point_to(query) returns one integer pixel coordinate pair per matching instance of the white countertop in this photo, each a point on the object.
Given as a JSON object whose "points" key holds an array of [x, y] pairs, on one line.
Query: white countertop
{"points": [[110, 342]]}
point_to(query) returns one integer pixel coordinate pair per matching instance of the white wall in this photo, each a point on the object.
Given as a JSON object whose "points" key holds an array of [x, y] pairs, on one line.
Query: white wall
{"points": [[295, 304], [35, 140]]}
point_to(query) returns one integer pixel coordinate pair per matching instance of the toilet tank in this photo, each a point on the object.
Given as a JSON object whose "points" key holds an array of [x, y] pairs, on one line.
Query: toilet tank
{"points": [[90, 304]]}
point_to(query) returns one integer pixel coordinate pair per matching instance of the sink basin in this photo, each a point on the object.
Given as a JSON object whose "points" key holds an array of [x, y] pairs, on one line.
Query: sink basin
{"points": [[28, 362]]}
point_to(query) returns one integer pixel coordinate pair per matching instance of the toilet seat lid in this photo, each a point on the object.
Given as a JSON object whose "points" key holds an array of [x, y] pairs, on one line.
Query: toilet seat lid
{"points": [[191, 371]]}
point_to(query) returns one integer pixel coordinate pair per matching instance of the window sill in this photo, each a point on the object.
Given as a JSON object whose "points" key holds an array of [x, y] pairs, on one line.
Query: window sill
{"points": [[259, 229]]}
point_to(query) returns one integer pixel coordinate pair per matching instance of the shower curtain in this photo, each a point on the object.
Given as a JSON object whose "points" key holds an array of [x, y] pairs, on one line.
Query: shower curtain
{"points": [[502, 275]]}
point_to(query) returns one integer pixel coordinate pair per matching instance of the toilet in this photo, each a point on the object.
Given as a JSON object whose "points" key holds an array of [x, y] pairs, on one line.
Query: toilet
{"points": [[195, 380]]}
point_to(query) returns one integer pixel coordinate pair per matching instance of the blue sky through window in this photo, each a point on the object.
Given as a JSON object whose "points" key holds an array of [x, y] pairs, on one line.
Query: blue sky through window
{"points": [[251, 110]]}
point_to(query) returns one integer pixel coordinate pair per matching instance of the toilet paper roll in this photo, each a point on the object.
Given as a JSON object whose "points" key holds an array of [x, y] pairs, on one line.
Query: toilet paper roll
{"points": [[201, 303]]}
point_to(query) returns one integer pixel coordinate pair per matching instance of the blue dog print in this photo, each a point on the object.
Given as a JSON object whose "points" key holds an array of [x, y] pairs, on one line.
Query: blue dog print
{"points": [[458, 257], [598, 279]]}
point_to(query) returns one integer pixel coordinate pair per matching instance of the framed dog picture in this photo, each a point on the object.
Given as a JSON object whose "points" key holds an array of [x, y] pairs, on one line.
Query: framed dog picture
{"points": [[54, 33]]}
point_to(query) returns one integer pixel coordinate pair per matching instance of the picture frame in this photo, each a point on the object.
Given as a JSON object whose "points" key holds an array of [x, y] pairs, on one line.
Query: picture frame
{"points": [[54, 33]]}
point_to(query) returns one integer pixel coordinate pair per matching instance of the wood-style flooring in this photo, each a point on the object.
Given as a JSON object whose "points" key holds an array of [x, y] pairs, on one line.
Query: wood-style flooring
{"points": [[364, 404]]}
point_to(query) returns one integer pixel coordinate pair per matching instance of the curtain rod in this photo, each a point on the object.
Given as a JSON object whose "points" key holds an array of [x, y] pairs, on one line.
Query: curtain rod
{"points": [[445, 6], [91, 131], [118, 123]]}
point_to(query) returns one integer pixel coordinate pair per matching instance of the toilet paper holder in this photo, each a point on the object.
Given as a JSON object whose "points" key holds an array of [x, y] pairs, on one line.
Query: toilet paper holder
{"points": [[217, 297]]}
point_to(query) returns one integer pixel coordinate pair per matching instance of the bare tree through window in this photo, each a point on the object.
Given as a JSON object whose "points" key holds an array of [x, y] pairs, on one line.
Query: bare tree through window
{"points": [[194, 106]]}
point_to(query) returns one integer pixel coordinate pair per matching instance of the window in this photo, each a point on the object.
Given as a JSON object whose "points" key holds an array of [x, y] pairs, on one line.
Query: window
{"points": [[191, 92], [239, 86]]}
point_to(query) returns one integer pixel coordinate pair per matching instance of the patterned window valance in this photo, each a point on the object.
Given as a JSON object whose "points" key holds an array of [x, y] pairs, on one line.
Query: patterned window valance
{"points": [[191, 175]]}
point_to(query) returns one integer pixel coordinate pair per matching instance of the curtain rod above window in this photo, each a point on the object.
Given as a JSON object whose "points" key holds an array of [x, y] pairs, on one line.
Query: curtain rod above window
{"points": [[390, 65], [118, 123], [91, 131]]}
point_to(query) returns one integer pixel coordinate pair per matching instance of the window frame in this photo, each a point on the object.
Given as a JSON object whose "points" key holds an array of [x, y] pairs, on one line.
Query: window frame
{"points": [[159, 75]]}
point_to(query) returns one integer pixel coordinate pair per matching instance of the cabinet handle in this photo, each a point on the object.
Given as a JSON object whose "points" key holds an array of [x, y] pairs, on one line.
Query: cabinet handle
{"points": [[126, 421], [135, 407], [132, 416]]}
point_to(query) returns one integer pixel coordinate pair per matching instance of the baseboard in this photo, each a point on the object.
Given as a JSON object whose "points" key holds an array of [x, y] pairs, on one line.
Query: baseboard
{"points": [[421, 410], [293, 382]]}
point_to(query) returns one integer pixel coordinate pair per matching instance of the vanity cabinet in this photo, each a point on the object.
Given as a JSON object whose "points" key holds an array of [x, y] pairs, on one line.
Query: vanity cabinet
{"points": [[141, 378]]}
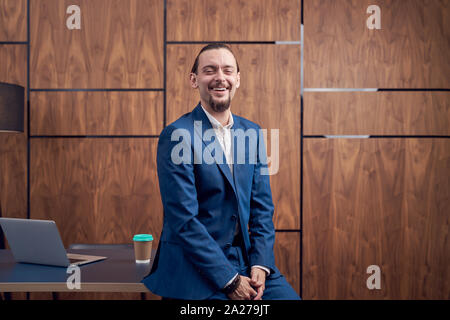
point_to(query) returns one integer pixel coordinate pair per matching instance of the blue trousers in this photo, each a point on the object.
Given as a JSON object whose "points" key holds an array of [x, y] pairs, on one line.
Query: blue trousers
{"points": [[277, 288]]}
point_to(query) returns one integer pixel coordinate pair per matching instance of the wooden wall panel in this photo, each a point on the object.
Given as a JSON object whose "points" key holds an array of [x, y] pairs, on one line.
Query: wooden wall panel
{"points": [[233, 20], [376, 202], [409, 51], [376, 113], [96, 113], [120, 44], [269, 95], [13, 146], [96, 190], [287, 257], [13, 20]]}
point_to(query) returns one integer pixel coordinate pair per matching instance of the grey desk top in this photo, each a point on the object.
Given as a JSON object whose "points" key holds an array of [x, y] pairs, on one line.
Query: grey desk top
{"points": [[118, 272]]}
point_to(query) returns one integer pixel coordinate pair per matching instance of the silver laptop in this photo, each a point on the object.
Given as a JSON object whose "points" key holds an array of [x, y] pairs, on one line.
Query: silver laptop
{"points": [[38, 241]]}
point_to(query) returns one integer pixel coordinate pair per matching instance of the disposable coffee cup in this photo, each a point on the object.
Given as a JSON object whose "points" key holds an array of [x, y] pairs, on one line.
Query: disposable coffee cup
{"points": [[142, 247]]}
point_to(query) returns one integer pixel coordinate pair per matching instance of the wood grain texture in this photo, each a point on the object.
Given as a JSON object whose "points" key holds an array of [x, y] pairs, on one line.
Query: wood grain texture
{"points": [[96, 113], [376, 202], [269, 95], [376, 113], [13, 20], [287, 257], [409, 51], [96, 190], [233, 20], [13, 146], [120, 44]]}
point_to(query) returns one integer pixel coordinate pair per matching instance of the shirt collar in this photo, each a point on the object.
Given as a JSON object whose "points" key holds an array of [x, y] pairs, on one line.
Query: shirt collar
{"points": [[216, 124]]}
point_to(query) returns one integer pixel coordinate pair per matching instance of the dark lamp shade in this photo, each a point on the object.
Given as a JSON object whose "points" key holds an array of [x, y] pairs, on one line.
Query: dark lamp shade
{"points": [[11, 107]]}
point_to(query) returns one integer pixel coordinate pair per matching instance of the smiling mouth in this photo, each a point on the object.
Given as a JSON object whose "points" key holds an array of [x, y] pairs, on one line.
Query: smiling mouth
{"points": [[219, 89]]}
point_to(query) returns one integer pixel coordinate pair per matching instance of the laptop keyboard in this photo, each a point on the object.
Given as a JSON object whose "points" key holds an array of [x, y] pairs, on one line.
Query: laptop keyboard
{"points": [[71, 260]]}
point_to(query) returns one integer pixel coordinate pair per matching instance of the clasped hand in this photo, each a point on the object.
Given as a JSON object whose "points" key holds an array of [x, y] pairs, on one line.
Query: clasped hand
{"points": [[250, 288]]}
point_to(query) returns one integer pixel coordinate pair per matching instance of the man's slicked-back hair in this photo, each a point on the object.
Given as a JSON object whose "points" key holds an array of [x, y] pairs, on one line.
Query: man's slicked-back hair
{"points": [[212, 46]]}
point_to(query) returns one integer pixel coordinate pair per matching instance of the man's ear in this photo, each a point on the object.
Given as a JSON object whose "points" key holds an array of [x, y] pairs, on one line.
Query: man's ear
{"points": [[193, 79]]}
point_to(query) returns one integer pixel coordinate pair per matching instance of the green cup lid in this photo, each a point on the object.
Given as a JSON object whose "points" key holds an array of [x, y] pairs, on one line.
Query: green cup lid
{"points": [[143, 237]]}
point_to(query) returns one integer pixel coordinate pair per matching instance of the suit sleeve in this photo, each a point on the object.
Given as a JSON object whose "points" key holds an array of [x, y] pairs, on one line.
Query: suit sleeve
{"points": [[261, 228], [179, 197]]}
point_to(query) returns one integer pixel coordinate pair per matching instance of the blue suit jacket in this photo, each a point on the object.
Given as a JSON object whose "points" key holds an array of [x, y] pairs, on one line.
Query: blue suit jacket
{"points": [[202, 204]]}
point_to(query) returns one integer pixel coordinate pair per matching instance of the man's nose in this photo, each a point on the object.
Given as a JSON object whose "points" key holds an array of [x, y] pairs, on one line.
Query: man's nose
{"points": [[220, 76]]}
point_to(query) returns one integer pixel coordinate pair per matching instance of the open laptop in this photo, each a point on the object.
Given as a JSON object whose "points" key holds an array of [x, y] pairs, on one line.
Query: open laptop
{"points": [[38, 241]]}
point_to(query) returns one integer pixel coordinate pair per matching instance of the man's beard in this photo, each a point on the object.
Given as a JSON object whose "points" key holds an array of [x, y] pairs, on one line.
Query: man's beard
{"points": [[219, 106]]}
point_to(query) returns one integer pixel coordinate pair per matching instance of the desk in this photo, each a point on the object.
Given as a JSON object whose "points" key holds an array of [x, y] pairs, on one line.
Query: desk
{"points": [[118, 273]]}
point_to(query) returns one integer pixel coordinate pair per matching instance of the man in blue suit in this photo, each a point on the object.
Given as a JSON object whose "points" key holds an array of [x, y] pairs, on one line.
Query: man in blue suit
{"points": [[218, 234]]}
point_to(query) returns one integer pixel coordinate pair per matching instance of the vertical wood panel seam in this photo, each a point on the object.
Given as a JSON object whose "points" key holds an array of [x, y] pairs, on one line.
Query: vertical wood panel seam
{"points": [[302, 43]]}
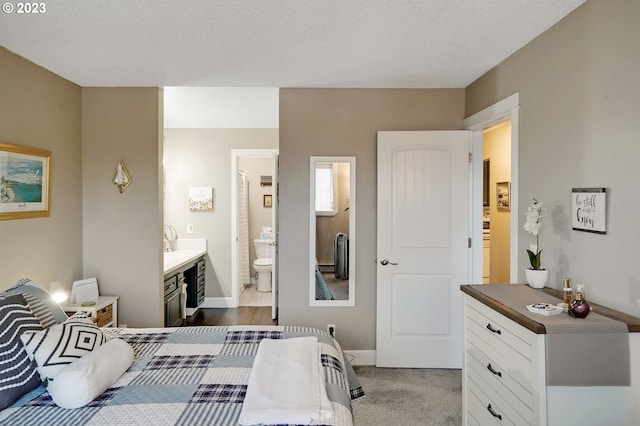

═══

TASK REQUIREMENTS: Scale the listing from the line containing "the man's beard" through the end of the listing, inclusive, rewriting those lines with every coordinate in the answers multiplied by 0.4 and rounded to a whole number, halves rounding up. Keep the requests unchanged, and leave the pictures out.

CORRECT RESPONSE:
point_to(query) returns one integer pixel coordinate pair per matching instance of the man's beard in this photo, each a point on the object.
Given as a JSON object whose "points" key holds an array of [x, y] pairs, on one line.
Query: man's beard
{"points": [[88, 42]]}
point_to(query) returns one integer pixel coordinate pair per matching instance of the desk in this photo, each a point on the object.
Given as a JSON object whose "points" key holds an array of [x, y] pairs, on one line.
Query: desk
{"points": [[47, 109]]}
point_to(query) returns one integer pixel coordinate pair per matching instance of the man in blue suit in this photo, each a point on the object.
Given as a JSON object whose "points" key holds an array of [x, y] pairs, on one line.
Query: man in blue suit
{"points": [[87, 94]]}
point_to(query) returns one integer pixel coordinate pair per matching instance of the vertical wood panel seam in this photo, each a point on the object.
Given as a JSON object whose "points" key holds an array of [x, y] pairs, on one line.
Query: vertical wood panel seam
{"points": [[121, 17]]}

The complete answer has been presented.